* JOB: Convert the entries below into a Markdown table with two columns: Row, which holds the row number, and Text, which holds the line. Give each line its own row and leave out the blank lines.

* Stored records:
-*-*-
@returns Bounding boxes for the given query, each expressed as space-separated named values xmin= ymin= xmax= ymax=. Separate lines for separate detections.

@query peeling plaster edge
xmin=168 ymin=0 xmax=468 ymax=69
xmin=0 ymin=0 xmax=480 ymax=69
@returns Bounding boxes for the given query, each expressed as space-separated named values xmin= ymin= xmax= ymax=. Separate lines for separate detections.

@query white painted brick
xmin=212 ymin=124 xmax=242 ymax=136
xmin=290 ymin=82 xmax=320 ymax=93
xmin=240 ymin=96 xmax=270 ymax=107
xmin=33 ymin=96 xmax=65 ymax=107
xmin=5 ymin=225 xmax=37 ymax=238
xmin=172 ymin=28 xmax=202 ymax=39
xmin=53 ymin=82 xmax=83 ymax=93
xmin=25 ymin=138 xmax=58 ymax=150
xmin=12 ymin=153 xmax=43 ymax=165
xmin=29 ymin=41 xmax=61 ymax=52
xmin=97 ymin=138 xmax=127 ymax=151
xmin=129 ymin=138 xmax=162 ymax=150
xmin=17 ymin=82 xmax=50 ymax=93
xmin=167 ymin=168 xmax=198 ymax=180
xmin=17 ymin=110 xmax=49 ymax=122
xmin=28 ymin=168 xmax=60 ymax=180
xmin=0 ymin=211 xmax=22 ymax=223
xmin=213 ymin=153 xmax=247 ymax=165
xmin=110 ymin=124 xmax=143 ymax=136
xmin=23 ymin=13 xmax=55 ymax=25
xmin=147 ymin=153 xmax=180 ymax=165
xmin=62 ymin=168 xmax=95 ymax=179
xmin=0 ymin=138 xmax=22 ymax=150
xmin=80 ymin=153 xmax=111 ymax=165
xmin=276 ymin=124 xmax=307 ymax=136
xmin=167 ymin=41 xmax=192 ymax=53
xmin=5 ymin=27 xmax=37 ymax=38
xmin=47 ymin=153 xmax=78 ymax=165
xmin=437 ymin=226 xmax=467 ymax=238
-*-*-
* TASK RESULT:
| Row | Text |
|---|---|
| 1 | @returns Bounding boxes for the given query, each expressed as space-separated named values xmin= ymin= xmax= ymax=. Separate lines for separate detections. |
| 2 | @query peeling plaster edge |
| 3 | xmin=168 ymin=0 xmax=468 ymax=69 |
| 4 | xmin=0 ymin=0 xmax=480 ymax=69 |
| 5 | @returns Bounding boxes for the given query, each expressed as space-separated named values xmin= ymin= xmax= ymax=. Separate lines for separate detections. |
| 6 | @query white painted brick |
| 7 | xmin=212 ymin=124 xmax=242 ymax=136 |
| 8 | xmin=290 ymin=82 xmax=320 ymax=93 |
| 9 | xmin=240 ymin=96 xmax=270 ymax=107 |
| 10 | xmin=33 ymin=96 xmax=65 ymax=107 |
| 11 | xmin=5 ymin=225 xmax=37 ymax=238 |
| 12 | xmin=172 ymin=28 xmax=202 ymax=39 |
| 13 | xmin=53 ymin=82 xmax=83 ymax=93 |
| 14 | xmin=25 ymin=138 xmax=58 ymax=150 |
| 15 | xmin=12 ymin=153 xmax=43 ymax=165 |
| 16 | xmin=29 ymin=41 xmax=61 ymax=52 |
| 17 | xmin=97 ymin=138 xmax=127 ymax=151 |
| 18 | xmin=129 ymin=138 xmax=162 ymax=150 |
| 19 | xmin=17 ymin=82 xmax=50 ymax=93 |
| 20 | xmin=167 ymin=168 xmax=198 ymax=180 |
| 21 | xmin=17 ymin=110 xmax=49 ymax=122 |
| 22 | xmin=28 ymin=168 xmax=60 ymax=180 |
| 23 | xmin=0 ymin=211 xmax=22 ymax=223 |
| 24 | xmin=213 ymin=153 xmax=247 ymax=165 |
| 25 | xmin=110 ymin=124 xmax=143 ymax=136 |
| 26 | xmin=23 ymin=13 xmax=55 ymax=25 |
| 27 | xmin=147 ymin=153 xmax=180 ymax=165 |
| 28 | xmin=62 ymin=168 xmax=95 ymax=179 |
| 29 | xmin=0 ymin=138 xmax=22 ymax=150 |
| 30 | xmin=80 ymin=153 xmax=111 ymax=165 |
| 31 | xmin=276 ymin=124 xmax=307 ymax=136 |
| 32 | xmin=167 ymin=41 xmax=192 ymax=53 |
| 33 | xmin=5 ymin=27 xmax=37 ymax=38 |
| 34 | xmin=47 ymin=153 xmax=78 ymax=165 |
| 35 | xmin=437 ymin=226 xmax=467 ymax=238 |